• Written instruction
Reproduce every one of the following records verbatim, without altering any word or character.

Begin Supplied records

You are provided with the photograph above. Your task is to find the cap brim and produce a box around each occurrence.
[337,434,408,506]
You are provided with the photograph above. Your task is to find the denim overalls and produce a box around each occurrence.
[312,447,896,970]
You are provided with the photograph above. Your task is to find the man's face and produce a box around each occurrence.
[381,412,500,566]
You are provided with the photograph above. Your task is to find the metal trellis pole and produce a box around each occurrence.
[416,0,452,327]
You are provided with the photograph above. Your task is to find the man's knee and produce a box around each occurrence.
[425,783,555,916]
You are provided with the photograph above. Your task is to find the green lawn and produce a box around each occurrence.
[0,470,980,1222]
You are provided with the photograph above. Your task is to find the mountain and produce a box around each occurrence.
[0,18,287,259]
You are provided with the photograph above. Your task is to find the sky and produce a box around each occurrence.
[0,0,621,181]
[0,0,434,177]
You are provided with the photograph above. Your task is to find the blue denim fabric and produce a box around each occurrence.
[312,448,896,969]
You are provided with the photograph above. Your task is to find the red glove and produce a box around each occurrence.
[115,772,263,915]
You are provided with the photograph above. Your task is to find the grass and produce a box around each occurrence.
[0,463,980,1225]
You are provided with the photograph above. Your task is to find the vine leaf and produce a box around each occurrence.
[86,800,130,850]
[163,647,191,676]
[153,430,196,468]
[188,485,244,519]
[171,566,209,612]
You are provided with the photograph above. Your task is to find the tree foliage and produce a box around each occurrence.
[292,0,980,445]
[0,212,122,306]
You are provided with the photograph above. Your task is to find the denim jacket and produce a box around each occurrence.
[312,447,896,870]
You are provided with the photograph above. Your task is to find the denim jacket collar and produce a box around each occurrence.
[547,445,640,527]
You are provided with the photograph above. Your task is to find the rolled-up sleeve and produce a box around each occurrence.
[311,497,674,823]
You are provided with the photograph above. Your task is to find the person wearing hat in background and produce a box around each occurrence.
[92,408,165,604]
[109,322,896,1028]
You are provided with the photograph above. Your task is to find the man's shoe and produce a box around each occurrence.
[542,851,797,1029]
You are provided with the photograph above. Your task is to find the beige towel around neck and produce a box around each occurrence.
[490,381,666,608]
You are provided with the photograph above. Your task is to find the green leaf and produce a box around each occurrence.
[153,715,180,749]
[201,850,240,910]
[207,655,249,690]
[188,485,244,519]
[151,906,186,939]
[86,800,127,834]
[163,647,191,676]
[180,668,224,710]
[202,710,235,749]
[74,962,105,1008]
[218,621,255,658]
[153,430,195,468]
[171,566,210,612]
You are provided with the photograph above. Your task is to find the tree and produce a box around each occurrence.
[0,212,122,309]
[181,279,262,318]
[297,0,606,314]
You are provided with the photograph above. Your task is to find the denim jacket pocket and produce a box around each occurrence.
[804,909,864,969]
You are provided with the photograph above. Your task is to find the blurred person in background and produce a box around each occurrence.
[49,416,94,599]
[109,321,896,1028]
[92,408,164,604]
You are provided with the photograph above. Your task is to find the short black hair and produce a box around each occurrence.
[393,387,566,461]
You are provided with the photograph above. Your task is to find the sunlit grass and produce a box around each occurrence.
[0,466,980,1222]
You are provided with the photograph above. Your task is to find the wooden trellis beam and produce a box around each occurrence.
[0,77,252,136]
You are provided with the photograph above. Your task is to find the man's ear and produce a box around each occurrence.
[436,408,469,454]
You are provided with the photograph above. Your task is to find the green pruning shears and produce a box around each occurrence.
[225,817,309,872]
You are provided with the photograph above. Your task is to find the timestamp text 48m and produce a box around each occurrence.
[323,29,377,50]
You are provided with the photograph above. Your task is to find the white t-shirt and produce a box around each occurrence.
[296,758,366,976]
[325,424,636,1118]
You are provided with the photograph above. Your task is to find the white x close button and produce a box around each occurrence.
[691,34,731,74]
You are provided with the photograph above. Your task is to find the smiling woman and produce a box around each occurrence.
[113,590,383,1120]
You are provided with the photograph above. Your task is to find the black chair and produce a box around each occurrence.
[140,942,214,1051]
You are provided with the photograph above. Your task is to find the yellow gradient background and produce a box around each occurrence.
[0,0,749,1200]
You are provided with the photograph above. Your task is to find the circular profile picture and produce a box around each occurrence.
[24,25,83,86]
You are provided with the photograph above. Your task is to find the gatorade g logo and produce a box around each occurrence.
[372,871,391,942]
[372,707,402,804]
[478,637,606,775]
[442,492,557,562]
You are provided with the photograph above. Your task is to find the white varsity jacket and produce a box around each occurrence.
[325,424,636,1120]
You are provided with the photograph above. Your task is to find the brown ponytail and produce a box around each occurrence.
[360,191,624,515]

End Supplied records

• The output
You are provided with the photograph above. Your task is to find the cap brim and produce a box around each occurrence.
[337,434,408,506]
You are provided with the photograph above. Your task is to find the denim overalls and produce a box around each occurrence.
[312,447,896,970]
You are provided with the photograph above. Your task is to find the man's face and produce a box around each occurrence.
[381,412,500,566]
You are provided with the photograph above. Your task is to find the metal trellis pole and produce a box around each occurrence.
[416,0,452,327]
You are provided with the photograph above. Your task is to find the man's knee and produce a box around each occurrence.
[425,783,555,916]
You are provided with the photograph above. Your task is to find the green lawn and produce a box around each occurrence.
[0,470,980,1222]
You are provided with the photograph above. Your task is to find the mountain and produce a box around each occurrence.
[0,18,287,259]
You are provided with the photograph above. Your task is to find the sky and produce a box around each occurrence.
[0,0,621,181]
[0,0,434,177]
You are provided with the photograph above. Your task is to find the blue denim fabric and produce a box around each occurrence.
[312,448,896,969]
You are provided with the photograph above. Your task is to find the red glove and produce a box around each occurrence.
[115,772,263,915]
You are provided with the photograph above. Your task is to find the grass and produce a box around each occurrence.
[0,463,980,1225]
You are provided with the photograph above. Your task is to find the vine leaf and produce a box around each occurrence.
[86,800,130,850]
[163,647,191,676]
[153,430,196,468]
[188,485,244,519]
[171,566,209,612]
You are provided with the photograph above. Your task is to find the tree foliage and produce a box around each occurrence.
[292,0,980,445]
[0,212,122,306]
You are provided with the photograph above. Your task is to find the denim jacket and produce a box around each occurrence.
[312,447,896,870]
You are provided with the photograph above. Your task is to find the denim jacket collar and produce a box around each occurrence.
[547,445,640,527]
You are provided with the photograph above. Your task is to find the rolled-up sleeve and produce a box around each occurrence.
[311,497,674,823]
You are provided with the photograph above. Your task is to find the person wearing hat in background and produce a box around each occurrence.
[92,408,165,604]
[109,322,896,1028]
You are provided with the photograph above. Your task is to find the man's shoe and produce a box around each occurrence.
[542,851,797,1029]
You are provided with the photograph above. Your task is to find the beige towel around neck and produce a box around each occurrence.
[490,381,666,608]
You are provided with the photograph above. Your task is to find the green leaf and produce a box around each occurrence.
[153,715,180,749]
[201,850,240,910]
[207,655,249,690]
[188,485,244,519]
[151,906,186,939]
[86,800,127,834]
[163,647,191,676]
[180,668,224,710]
[202,710,235,749]
[74,962,105,1008]
[218,621,255,658]
[153,430,195,468]
[171,566,210,612]
You are provided with the photograph above. Your task is to find the tree and produce a box around each occurrence.
[0,212,122,309]
[181,279,262,318]
[297,0,606,314]
You are provided with the photograph above. Your task is to find the denim jacket pocket and produce a box around each occurrence.
[804,909,864,969]
You are provided with the photograph above. Your task is to find the blurred person in background and produce a box around each occurrence.
[49,416,94,599]
[109,321,896,1028]
[92,408,164,604]
You are provided with the photograph above. Your task is to find the short black hair and produce a box around each occurrence.
[393,387,566,461]
You are provided with the photograph above. Your task is to find the sunlit grass and produce a box around each occurrence.
[0,466,980,1222]
You are provided with the photograph above. Your task is to find the wooden trellis beam and produce a box around each occurrence.
[0,77,252,136]
You are provided with the photograph above. Your task is to find the man's ear and produce a box around each occurrence.
[436,408,469,454]
You are provided with the photograph above. Your task is to find the green pruning shears and produce a box around each occurrence.
[225,817,309,872]
You are provided with the photograph above. Your task is to find the timestamp text 48m and produce a box around each occurrence.
[323,29,377,50]
You are provided with the photograph above. Your task is to find the white t-shirt and produce a box around each occurrence.
[296,758,366,976]
[325,424,636,1118]
You are provided with the photograph above. Your task is to find the white x close button and produce a box around each occurrence.
[691,34,731,74]
You are provided with the photograph above. Your task is to find the smiling woman and produce a box around each occurrence.
[113,590,383,1120]
You are provided with the photograph above. Your task is to find the black chair and produce a box around each occurrence.
[140,942,214,1051]
You are provided with the photograph above. Your task is to find the yellow gradient background and produce a box around each occurrence.
[0,0,749,1200]
You are provided with the photograph above. Your task is to find the circular profile picture and produce a box around each occurrence.
[24,25,83,86]
You are provided with the photograph above. Your task is to find the gatorade g logo and produce a box around each occurrence.
[372,871,391,942]
[372,707,402,804]
[478,637,606,775]
[442,492,557,562]
You are provided with the photograph above. Your task is to find the white varsity jacket and produce a box around each occurrence.
[325,424,636,1120]
You are provided with the photograph above. Your task is to find the brown ponytail and produce a box around each occurrence.
[360,191,624,515]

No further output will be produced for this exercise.